▶ _Challenge_
Give only the count of lines in the items below that contain the string "smoke". Case counts.

>> BEGIN

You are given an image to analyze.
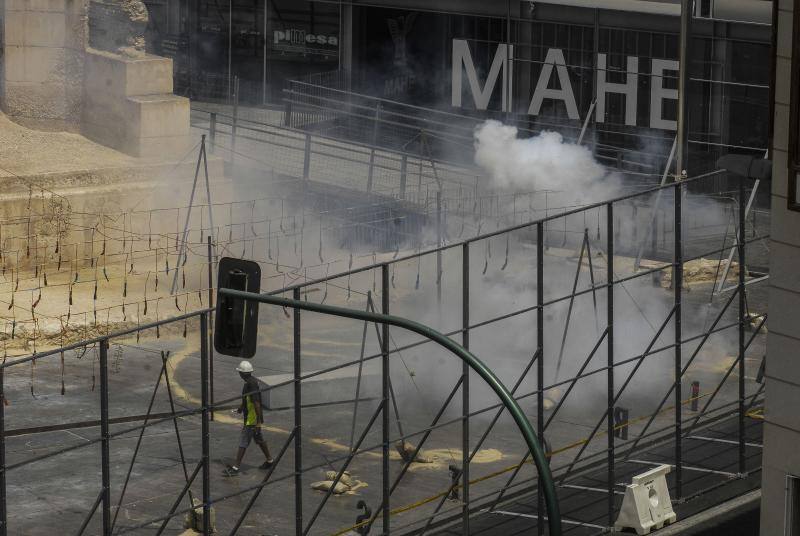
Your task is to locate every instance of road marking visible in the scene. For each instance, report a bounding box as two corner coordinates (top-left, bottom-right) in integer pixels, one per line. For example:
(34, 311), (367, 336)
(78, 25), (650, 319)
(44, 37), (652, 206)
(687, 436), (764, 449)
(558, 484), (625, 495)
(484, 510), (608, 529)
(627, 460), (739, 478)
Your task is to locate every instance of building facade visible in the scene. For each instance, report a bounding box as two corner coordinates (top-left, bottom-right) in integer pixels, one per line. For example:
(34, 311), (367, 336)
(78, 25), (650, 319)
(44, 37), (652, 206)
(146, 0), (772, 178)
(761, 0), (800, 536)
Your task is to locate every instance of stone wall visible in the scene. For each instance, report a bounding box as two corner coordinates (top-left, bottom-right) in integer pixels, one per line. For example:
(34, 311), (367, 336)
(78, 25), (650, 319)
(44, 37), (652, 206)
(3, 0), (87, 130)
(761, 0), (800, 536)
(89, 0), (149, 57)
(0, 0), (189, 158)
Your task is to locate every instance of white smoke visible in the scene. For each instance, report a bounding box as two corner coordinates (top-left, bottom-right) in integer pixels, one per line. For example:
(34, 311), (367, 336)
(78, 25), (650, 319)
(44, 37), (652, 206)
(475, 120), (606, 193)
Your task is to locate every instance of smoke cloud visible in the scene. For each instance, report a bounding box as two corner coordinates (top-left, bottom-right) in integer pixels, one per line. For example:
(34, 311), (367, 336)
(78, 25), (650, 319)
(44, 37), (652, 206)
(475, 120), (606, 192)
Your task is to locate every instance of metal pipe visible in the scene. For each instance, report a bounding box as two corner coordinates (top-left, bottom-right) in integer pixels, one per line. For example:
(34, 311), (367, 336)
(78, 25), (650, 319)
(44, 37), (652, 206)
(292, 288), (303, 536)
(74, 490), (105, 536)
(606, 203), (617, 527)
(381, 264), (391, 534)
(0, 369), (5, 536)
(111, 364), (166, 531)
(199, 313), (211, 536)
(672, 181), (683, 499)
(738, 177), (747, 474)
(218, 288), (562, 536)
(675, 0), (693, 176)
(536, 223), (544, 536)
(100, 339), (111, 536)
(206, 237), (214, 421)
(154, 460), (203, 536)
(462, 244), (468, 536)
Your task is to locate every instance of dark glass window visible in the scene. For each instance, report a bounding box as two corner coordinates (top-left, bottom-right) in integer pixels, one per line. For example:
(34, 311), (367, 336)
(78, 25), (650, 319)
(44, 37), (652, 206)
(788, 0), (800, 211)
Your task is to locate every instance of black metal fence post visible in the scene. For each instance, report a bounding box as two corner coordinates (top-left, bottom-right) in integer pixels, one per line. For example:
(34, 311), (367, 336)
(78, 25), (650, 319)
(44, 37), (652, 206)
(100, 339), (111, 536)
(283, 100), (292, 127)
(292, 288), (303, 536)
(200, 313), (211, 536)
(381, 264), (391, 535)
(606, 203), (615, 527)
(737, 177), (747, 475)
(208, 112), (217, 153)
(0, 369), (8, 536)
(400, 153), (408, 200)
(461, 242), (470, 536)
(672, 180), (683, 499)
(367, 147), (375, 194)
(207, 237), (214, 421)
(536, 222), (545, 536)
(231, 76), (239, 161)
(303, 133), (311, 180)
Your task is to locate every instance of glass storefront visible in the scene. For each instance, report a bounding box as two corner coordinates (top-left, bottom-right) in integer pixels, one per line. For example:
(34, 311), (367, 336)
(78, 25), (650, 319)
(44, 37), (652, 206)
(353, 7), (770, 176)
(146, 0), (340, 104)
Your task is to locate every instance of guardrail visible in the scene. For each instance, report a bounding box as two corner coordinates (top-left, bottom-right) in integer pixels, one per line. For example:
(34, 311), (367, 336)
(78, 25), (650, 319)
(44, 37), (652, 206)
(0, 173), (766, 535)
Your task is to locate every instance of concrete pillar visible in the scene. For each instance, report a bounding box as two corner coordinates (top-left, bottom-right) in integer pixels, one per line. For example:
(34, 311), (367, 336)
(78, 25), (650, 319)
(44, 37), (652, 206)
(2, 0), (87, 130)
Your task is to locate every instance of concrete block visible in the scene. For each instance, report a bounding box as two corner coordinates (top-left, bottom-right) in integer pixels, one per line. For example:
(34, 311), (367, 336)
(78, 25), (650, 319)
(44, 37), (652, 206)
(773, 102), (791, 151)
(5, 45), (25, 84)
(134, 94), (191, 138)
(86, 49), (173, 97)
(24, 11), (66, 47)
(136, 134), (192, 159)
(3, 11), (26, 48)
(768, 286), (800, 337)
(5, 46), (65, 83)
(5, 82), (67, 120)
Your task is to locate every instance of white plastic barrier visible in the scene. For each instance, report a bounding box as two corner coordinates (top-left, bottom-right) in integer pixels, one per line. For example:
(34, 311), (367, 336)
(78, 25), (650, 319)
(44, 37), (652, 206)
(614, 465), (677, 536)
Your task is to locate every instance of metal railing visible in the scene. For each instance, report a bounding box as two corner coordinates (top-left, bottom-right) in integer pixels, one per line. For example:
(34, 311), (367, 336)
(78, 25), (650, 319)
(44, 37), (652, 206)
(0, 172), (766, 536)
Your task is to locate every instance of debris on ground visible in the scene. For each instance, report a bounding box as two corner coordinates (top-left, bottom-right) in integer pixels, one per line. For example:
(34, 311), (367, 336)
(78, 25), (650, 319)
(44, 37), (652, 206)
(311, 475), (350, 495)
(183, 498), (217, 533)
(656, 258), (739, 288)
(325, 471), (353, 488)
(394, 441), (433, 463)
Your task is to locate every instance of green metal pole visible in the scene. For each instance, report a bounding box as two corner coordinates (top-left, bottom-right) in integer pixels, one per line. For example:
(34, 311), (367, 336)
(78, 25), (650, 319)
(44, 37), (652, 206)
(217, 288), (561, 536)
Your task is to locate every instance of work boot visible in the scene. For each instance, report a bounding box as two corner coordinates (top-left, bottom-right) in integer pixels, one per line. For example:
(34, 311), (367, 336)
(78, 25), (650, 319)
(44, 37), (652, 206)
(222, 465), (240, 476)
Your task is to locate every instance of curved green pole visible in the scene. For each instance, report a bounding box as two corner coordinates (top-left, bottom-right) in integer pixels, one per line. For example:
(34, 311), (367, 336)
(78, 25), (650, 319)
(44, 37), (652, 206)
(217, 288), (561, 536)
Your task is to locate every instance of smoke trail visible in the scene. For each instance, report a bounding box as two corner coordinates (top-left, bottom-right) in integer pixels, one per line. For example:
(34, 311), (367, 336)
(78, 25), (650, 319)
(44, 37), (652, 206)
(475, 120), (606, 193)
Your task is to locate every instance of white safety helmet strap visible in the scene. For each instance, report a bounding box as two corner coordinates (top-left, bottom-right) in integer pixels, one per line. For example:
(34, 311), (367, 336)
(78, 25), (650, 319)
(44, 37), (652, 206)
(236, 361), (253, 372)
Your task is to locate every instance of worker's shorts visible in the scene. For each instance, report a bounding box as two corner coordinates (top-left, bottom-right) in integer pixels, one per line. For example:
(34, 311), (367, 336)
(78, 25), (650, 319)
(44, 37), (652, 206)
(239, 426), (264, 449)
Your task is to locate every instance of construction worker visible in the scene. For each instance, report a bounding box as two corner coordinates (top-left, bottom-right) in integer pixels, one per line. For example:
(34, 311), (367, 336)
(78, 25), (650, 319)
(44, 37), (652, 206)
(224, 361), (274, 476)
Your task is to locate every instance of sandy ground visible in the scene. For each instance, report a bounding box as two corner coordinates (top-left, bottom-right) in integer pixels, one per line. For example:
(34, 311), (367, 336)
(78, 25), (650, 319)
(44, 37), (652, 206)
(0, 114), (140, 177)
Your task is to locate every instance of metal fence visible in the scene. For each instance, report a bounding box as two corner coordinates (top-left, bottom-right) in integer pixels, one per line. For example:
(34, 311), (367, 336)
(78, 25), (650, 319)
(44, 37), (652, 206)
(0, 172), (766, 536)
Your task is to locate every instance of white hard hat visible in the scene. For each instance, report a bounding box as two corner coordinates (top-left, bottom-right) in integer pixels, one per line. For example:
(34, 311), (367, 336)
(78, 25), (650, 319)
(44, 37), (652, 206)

>> END

▶ _Task response_
3